### Written instruction
Turn every line into a row of a Markdown table with two columns, Row for its number and Line for the line itself, skipping blank lines. Leave the pictures out.

### Exercise material
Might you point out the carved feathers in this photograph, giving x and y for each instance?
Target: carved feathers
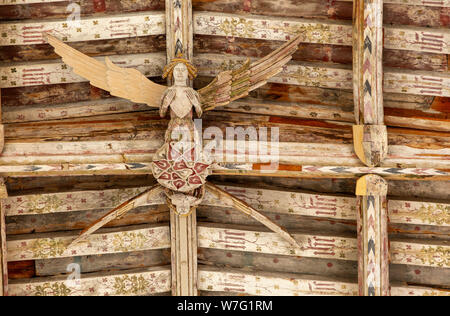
(232, 85)
(121, 82)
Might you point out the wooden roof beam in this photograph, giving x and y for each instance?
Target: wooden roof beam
(3, 249)
(157, 280)
(183, 228)
(369, 134)
(372, 230)
(41, 246)
(314, 31)
(89, 28)
(148, 281)
(338, 207)
(276, 284)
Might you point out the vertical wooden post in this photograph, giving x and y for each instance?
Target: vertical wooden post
(2, 130)
(3, 261)
(183, 230)
(369, 133)
(373, 246)
(179, 29)
(179, 36)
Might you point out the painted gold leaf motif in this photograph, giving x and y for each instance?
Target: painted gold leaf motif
(438, 256)
(52, 289)
(43, 204)
(128, 285)
(47, 247)
(312, 76)
(237, 27)
(316, 33)
(438, 214)
(129, 241)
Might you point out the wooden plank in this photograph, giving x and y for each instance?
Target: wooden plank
(329, 268)
(275, 201)
(140, 282)
(419, 162)
(183, 231)
(3, 249)
(183, 227)
(105, 262)
(54, 245)
(369, 134)
(157, 280)
(2, 127)
(433, 3)
(337, 77)
(314, 31)
(73, 110)
(418, 253)
(276, 284)
(58, 9)
(303, 74)
(373, 247)
(53, 72)
(90, 28)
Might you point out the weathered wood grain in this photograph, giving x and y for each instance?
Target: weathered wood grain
(270, 284)
(121, 46)
(56, 9)
(313, 31)
(105, 262)
(148, 281)
(54, 72)
(157, 280)
(213, 44)
(330, 268)
(92, 28)
(373, 244)
(318, 246)
(337, 77)
(276, 201)
(54, 245)
(3, 249)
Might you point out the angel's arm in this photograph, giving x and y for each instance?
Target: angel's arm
(194, 97)
(232, 85)
(166, 100)
(121, 82)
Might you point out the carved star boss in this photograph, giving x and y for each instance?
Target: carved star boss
(180, 166)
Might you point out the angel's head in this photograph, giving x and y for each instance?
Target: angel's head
(179, 69)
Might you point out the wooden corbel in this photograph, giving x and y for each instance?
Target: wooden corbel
(3, 261)
(373, 245)
(369, 133)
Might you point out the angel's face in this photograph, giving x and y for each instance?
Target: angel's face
(180, 74)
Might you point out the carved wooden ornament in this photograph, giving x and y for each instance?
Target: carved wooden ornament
(180, 166)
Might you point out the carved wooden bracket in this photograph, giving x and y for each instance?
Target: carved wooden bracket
(370, 143)
(370, 134)
(3, 261)
(373, 245)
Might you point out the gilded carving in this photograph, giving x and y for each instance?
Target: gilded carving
(48, 247)
(131, 285)
(129, 241)
(52, 289)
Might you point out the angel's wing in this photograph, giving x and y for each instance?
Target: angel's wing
(121, 82)
(232, 85)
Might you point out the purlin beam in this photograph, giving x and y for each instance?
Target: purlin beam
(179, 37)
(369, 133)
(373, 247)
(3, 259)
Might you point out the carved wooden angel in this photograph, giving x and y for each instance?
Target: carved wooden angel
(179, 166)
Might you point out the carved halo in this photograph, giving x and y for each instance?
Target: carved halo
(168, 70)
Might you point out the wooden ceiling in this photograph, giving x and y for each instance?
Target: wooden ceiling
(72, 151)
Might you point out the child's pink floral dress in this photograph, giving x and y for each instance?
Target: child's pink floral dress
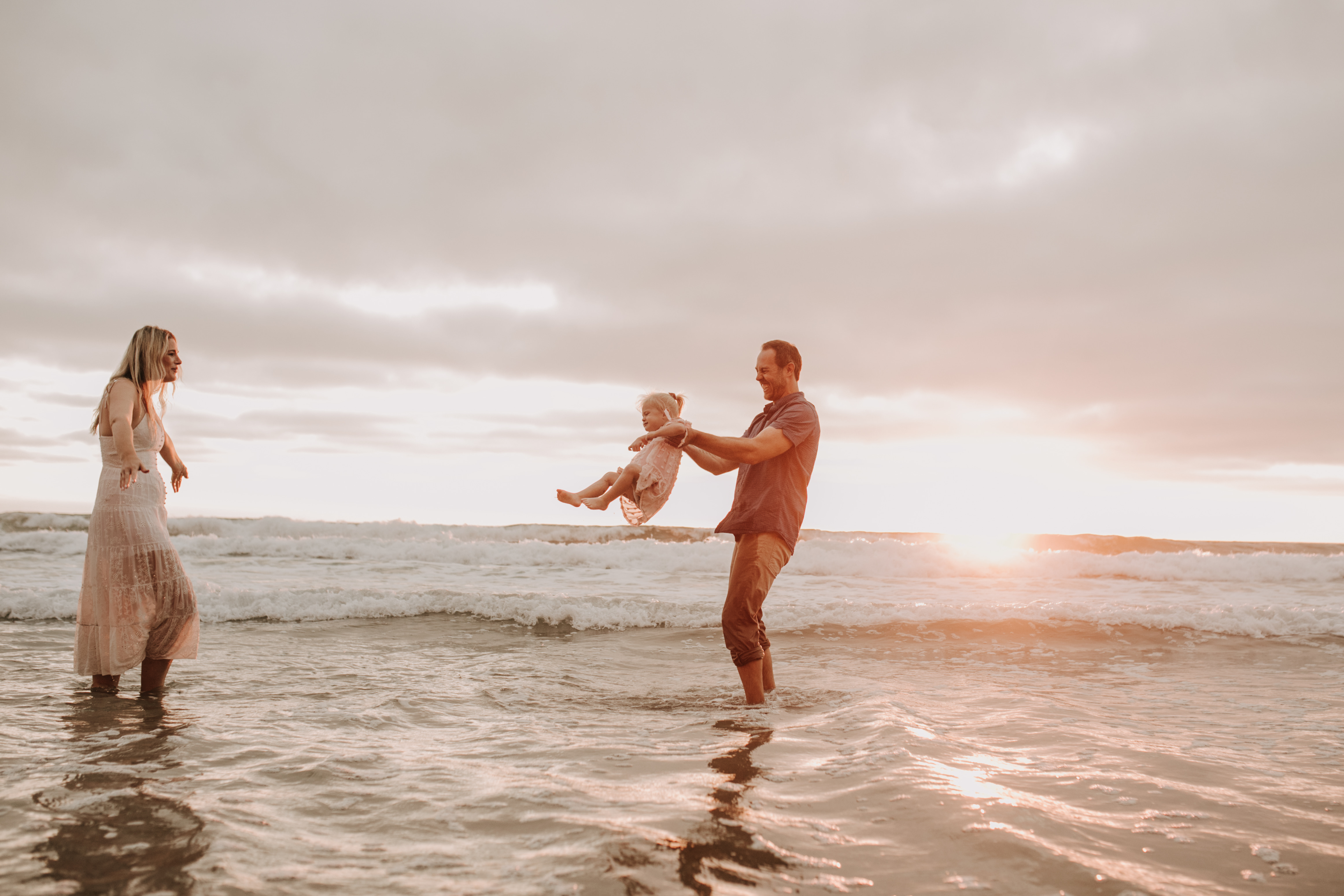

### Correct response
| Row | Line |
|---|---|
| 1 | Might you point out the carved feathers in this photograph, giving x and y for each instance? |
| 2 | Target: carved feathers |
| 3 | (232, 85) |
| 4 | (121, 82) |
| 5 | Might you point out the wooden roof beam in this photograph, giving x and y for each instance? |
| 6 | Target: wooden roof beam |
| 7 | (3, 249) |
| 8 | (157, 280) |
| 9 | (183, 228) |
| 10 | (369, 134) |
| 11 | (372, 230) |
| 12 | (41, 246) |
| 13 | (314, 31) |
| 14 | (89, 28) |
| 15 | (148, 281) |
| 16 | (338, 207) |
| 17 | (276, 284) |
| 18 | Might you point out the vertical wooden post in this photograph, giving x and y for each instance? |
| 19 | Target: vertical wooden post |
| 20 | (2, 130) |
| 21 | (3, 261) |
| 22 | (183, 230) |
| 23 | (369, 133) |
| 24 | (373, 246) |
| 25 | (179, 29) |
| 26 | (179, 36) |
| 27 | Might you point out the painted gold leaf motif in this photograph, giving x and y for each instance? |
| 28 | Target: painted gold leaf motif |
| 29 | (438, 256) |
| 30 | (52, 289) |
| 31 | (43, 204) |
| 32 | (128, 285) |
| 33 | (47, 247) |
| 34 | (312, 76) |
| 35 | (237, 27) |
| 36 | (316, 33) |
| 37 | (438, 214) |
| 38 | (129, 241) |
| 39 | Might you point out the wooden plank in this photograph, giving x and y for each instance? |
| 40 | Target: wooden plank |
| 41 | (329, 268) |
| 42 | (275, 201) |
| 43 | (140, 282) |
| 44 | (419, 162) |
| 45 | (183, 231) |
| 46 | (3, 249) |
| 47 | (183, 227) |
| 48 | (105, 262) |
| 49 | (54, 245) |
| 50 | (369, 134) |
| 51 | (157, 280) |
| 52 | (2, 127) |
| 53 | (433, 3) |
| 54 | (337, 77) |
| 55 | (314, 31) |
| 56 | (73, 110) |
| 57 | (418, 253) |
| 58 | (276, 284) |
| 59 | (58, 9) |
| 60 | (303, 74) |
| 61 | (373, 247) |
| 62 | (53, 72) |
| 63 | (90, 28) |
| 64 | Might you point out the weathered wood grain in this photograph, giving x and y for each instance? |
| 65 | Target: weathered wood grain |
| 66 | (270, 284) |
| 67 | (121, 46) |
| 68 | (56, 9) |
| 69 | (313, 31) |
| 70 | (105, 262) |
| 71 | (148, 281) |
| 72 | (54, 72) |
| 73 | (157, 280) |
| 74 | (213, 44) |
| 75 | (330, 268) |
| 76 | (92, 28) |
| 77 | (373, 244) |
| 78 | (318, 246) |
| 79 | (337, 77) |
| 80 | (276, 201) |
| 81 | (54, 245) |
| 82 | (3, 249) |
| 83 | Might you point out the angel's arm in this photograph, giving x and y for each instance? |
| 84 | Target: angel's arm |
| 85 | (194, 97) |
| 86 | (232, 85) |
| 87 | (166, 100) |
| 88 | (121, 82) |
| 89 | Might you point out the carved star boss in this photograph, giving x and y for each instance? |
| 90 | Target: carved star boss |
| 91 | (180, 166) |
| 92 | Might you point out the angel's head in this photograph, giving x and y for each instance? |
| 93 | Target: angel's head |
| 94 | (179, 69) |
| 95 | Might you point out the wooden corbel in this photograph, giving x and y for each instance? |
| 96 | Target: wooden corbel |
| 97 | (3, 261) |
| 98 | (373, 245) |
| 99 | (369, 133) |
| 100 | Might you point out the angel's face in this photograph, giving x and y for each instance? |
| 101 | Target: angel's face |
| 102 | (180, 74) |
| 103 | Might you point out the carved wooden ornament in this photograph, giving x and y for each instance? |
| 104 | Target: carved wooden ornament |
| 105 | (180, 166) |
| 106 | Might you point out the carved wooden bracket in this photograph, giving x and y for each instance? |
| 107 | Target: carved wooden bracket |
| 108 | (370, 143) |
| 109 | (370, 134) |
| 110 | (3, 261) |
| 111 | (373, 245) |
| 112 | Might you point out the gilded carving in this photograph, giving x and y for each instance? |
| 113 | Target: gilded carving |
| 114 | (48, 247) |
| 115 | (131, 285) |
| 116 | (129, 241) |
| 117 | (52, 289) |
| 118 | Might you point out the angel's wing in this photograph, giving x and y for each instance? |
| 119 | Target: angel's wing |
| 120 | (121, 82) |
| 121 | (232, 85) |
| 122 | Might you point out the purlin beam in this photograph, giving x and y for each instance? |
| 123 | Target: purlin beam |
| 124 | (179, 37) |
| 125 | (369, 133) |
| 126 | (373, 247) |
| 127 | (3, 259) |
| 128 | Might you point out the carved wooden angel in this photograph, giving x and y for each instance? |
| 129 | Target: carved wooden angel |
| 130 | (179, 166) |
| 131 | Might you point out the carved halo in this photograph, giving x and y for each instance? |
| 132 | Target: carved halo |
| 133 | (168, 70) |
| 134 | Might you point out the wooden ceiling in this photograph, giving x and y for each instance? |
| 135 | Target: wooden ceiling |
| 136 | (72, 151) |
| 137 | Might you point out the child's pink floral dress in this photograph, giving x and y for each instance? |
| 138 | Target: child's pink floral dress |